[Information provided start]
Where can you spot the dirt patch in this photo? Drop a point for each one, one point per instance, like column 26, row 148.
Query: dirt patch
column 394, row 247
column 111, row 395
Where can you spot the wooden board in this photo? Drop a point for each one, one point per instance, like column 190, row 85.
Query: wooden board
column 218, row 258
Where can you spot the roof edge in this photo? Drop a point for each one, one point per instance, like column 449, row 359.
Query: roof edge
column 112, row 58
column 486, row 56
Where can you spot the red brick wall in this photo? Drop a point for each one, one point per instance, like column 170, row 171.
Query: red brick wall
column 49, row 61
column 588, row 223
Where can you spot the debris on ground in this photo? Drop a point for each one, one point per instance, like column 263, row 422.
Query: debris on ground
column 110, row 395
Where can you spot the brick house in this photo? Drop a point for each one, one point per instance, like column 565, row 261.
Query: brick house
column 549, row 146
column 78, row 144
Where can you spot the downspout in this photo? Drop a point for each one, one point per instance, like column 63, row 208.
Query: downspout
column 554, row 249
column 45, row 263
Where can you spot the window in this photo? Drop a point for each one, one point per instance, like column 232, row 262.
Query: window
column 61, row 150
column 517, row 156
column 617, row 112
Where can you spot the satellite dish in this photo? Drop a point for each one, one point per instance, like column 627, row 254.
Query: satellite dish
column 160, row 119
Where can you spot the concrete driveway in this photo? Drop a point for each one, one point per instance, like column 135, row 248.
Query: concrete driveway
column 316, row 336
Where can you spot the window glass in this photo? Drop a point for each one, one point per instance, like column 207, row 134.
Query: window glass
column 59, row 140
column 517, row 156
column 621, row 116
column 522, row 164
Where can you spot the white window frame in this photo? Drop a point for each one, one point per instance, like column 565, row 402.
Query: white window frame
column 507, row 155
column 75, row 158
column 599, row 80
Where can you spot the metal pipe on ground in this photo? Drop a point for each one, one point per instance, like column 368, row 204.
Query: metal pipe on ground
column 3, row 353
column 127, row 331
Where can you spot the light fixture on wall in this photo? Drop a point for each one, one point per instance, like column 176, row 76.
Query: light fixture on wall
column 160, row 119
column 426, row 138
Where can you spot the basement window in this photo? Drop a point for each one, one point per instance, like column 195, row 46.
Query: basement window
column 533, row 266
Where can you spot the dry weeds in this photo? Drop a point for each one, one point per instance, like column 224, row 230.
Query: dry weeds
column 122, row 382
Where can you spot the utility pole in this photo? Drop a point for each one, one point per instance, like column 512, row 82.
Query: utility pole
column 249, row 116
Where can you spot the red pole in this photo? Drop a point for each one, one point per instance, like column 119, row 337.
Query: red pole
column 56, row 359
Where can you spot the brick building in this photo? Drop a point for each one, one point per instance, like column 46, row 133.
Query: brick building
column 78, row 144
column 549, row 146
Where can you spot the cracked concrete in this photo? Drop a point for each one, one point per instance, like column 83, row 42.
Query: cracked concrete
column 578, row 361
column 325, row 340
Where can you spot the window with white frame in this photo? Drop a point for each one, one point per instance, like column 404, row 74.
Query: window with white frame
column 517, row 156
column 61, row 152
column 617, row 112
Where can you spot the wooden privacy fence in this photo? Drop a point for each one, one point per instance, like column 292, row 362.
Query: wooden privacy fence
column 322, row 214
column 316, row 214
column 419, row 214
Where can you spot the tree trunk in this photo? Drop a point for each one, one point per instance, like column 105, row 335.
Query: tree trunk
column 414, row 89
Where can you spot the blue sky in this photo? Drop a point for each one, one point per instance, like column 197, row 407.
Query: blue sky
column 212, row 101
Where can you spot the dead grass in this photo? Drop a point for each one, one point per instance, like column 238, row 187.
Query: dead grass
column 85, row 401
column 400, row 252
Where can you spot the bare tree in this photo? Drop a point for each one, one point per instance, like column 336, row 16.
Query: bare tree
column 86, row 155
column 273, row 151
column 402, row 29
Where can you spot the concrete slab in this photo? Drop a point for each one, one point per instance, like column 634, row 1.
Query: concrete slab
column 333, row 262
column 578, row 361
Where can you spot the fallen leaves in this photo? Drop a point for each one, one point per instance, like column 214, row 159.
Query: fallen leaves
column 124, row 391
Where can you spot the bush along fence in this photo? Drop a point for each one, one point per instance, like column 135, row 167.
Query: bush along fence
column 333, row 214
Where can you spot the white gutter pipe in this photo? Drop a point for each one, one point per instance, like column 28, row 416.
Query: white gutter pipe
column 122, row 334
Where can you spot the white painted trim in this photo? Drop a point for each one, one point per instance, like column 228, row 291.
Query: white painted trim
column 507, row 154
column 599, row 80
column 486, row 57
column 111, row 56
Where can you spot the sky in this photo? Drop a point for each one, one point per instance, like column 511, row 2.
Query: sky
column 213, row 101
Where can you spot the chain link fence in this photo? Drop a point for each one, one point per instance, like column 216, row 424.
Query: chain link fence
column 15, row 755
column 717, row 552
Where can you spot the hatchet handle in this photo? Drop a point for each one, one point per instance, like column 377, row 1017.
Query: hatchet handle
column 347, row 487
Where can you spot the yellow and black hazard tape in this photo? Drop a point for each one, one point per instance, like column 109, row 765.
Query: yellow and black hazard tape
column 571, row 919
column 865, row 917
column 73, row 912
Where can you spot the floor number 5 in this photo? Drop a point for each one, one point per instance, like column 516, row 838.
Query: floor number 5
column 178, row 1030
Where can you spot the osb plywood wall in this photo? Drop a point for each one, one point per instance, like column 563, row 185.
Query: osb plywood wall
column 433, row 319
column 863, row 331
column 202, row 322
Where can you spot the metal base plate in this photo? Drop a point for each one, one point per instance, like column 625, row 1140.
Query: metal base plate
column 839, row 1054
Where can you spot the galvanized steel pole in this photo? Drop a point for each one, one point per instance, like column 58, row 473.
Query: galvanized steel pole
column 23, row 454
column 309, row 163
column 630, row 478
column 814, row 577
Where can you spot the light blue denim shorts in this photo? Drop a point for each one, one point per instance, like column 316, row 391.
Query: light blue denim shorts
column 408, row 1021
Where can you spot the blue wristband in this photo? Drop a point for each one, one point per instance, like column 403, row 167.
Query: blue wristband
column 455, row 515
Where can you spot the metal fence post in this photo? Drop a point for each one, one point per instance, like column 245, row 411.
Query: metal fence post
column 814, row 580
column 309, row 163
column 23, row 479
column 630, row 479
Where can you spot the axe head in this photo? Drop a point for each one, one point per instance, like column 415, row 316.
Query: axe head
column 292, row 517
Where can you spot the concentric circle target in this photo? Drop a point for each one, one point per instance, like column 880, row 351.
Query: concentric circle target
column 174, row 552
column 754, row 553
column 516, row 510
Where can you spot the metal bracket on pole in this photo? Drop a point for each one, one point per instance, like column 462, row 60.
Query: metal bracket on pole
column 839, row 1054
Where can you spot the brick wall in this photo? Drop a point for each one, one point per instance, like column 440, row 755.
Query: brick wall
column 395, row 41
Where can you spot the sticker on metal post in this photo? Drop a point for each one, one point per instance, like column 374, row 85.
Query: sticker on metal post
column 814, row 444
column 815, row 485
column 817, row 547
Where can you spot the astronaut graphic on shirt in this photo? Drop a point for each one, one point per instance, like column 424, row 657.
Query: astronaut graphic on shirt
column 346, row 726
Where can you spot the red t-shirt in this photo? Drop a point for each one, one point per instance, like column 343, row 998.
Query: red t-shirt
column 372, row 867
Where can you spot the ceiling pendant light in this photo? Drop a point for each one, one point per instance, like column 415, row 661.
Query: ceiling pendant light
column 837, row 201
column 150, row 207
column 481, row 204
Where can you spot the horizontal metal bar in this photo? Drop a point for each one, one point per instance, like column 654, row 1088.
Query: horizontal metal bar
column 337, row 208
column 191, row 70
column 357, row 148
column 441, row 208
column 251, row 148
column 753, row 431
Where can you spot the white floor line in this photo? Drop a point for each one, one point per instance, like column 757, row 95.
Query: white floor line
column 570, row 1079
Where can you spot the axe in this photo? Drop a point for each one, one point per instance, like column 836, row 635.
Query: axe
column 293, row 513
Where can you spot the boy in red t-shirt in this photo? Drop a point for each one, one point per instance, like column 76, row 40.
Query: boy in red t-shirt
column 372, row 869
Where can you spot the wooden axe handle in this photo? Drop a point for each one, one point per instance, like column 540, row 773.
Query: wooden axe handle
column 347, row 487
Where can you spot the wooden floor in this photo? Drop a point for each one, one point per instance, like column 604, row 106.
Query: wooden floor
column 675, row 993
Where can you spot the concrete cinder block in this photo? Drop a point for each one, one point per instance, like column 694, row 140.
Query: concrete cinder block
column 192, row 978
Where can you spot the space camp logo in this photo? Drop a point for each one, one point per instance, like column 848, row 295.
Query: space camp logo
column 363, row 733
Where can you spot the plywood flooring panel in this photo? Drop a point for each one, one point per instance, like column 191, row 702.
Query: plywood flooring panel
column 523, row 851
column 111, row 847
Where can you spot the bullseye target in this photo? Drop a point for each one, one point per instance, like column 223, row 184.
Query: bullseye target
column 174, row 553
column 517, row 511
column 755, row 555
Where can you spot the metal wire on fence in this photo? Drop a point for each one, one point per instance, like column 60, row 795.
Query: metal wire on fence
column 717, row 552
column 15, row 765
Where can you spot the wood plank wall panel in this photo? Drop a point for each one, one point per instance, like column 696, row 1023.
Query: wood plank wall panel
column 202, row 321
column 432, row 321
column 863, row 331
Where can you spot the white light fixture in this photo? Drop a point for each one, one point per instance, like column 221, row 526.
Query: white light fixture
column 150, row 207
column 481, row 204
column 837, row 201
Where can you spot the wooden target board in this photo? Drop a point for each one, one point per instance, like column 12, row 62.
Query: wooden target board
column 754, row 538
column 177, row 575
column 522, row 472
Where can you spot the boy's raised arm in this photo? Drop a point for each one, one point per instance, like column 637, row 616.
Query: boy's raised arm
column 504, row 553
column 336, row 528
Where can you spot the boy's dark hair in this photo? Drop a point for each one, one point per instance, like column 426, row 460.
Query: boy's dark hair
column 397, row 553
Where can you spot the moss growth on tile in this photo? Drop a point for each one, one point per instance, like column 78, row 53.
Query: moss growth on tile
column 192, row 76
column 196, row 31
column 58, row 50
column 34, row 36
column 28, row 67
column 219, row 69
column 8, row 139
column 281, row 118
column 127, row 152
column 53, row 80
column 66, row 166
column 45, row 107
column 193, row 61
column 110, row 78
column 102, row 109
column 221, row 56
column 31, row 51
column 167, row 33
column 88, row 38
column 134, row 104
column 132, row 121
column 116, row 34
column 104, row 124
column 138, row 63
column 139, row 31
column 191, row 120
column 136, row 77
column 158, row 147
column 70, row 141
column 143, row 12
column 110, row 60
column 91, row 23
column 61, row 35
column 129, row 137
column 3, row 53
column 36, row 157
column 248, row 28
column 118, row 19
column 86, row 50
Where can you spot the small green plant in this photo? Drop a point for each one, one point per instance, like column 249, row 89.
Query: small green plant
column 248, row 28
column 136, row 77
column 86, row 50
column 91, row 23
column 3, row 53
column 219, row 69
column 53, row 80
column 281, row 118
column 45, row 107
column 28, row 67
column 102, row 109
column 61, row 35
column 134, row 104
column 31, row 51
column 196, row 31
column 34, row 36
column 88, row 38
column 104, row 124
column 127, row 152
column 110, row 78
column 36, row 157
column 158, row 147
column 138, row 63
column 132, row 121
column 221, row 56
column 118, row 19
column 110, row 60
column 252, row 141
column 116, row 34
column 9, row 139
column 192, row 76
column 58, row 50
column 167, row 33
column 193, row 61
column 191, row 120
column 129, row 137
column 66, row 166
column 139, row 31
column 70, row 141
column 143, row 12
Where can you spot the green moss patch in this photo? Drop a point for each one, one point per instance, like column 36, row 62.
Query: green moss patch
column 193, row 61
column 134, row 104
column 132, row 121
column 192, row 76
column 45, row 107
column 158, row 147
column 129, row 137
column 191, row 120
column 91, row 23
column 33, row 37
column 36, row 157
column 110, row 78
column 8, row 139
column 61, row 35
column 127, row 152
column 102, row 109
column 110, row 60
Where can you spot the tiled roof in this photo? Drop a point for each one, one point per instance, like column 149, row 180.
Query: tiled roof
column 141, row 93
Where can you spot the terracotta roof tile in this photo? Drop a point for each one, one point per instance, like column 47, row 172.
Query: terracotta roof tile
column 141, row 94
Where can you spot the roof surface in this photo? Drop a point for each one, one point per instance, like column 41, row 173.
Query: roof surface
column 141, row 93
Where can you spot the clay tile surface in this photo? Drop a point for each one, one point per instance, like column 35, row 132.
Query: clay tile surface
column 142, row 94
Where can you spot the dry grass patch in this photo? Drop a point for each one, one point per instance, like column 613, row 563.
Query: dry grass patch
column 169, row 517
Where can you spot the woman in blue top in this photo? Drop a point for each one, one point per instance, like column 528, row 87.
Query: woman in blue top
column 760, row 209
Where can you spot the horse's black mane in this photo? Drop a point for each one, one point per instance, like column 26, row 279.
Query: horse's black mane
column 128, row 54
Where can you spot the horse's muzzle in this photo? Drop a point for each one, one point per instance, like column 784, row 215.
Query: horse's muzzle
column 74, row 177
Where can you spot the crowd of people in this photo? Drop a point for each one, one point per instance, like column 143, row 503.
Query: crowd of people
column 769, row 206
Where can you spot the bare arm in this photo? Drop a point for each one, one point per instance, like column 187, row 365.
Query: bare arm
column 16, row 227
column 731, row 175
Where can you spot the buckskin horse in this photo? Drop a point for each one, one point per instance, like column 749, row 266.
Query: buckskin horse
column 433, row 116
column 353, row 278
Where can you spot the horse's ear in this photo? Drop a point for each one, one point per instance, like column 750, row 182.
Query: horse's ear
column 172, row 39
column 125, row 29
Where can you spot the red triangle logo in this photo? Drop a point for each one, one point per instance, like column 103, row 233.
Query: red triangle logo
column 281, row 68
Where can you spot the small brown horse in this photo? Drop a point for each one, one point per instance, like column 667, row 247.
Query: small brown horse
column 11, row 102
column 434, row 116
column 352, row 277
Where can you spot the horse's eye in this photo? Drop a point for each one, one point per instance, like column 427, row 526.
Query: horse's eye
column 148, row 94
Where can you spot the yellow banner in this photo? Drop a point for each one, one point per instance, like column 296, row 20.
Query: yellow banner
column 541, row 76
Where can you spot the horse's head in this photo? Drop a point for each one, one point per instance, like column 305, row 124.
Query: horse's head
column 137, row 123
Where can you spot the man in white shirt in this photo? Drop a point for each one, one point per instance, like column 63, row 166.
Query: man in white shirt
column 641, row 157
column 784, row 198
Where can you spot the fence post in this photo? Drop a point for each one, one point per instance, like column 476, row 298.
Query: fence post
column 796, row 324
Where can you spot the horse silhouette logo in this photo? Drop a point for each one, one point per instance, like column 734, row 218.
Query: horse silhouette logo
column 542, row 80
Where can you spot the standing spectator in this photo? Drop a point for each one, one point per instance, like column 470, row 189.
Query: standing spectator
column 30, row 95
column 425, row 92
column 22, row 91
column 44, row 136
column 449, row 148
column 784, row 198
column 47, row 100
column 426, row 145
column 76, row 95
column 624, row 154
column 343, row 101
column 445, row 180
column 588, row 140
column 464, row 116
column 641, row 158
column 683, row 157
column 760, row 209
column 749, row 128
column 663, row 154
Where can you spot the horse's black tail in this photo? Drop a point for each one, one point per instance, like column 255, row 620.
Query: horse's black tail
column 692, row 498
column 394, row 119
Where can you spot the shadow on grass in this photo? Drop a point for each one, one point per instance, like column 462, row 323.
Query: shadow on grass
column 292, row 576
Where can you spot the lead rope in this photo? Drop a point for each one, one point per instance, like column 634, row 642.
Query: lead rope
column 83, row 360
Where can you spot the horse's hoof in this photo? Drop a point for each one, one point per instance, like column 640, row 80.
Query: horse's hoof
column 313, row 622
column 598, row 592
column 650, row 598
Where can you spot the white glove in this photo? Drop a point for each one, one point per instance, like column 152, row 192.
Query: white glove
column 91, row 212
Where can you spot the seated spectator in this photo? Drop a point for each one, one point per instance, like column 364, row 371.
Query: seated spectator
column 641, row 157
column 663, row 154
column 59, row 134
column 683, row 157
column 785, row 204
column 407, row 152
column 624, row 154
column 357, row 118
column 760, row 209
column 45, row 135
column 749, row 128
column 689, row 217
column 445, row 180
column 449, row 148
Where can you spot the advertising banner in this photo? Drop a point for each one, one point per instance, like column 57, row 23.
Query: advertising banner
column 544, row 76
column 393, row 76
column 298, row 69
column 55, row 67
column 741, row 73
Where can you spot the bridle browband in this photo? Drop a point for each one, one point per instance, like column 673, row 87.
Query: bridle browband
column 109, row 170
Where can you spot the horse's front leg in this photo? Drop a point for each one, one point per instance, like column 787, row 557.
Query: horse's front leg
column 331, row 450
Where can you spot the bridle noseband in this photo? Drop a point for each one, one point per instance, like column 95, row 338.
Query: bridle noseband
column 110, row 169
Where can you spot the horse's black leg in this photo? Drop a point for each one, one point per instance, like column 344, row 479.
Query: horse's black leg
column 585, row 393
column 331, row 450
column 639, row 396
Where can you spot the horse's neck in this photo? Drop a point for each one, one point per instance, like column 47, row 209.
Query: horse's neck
[Information provided end]
_Task prompt_:
Turn the lines from the first one through the line with "column 588, row 223" into a numbered list, leaving out any blank lines.

_Task result_:
1. Where can you spot the dirt patch in this photo? Drop a point for each one, one point per instance, like column 26, row 148.
2. Query: dirt patch
3. column 394, row 247
4. column 111, row 395
5. Where can you spot the wooden board in this photo? Drop a point for each one, one point per instance, like column 190, row 85.
6. Query: wooden board
7. column 218, row 258
8. Where can you spot the roof edge in this photo? Drop a point for each one, one point per instance, like column 449, row 359.
9. Query: roof edge
10. column 112, row 58
11. column 486, row 56
12. Where can you spot the red brick wall in this photo? Drop a point for each one, one point per instance, like column 170, row 171.
13. Query: red brick wall
14. column 49, row 61
15. column 588, row 223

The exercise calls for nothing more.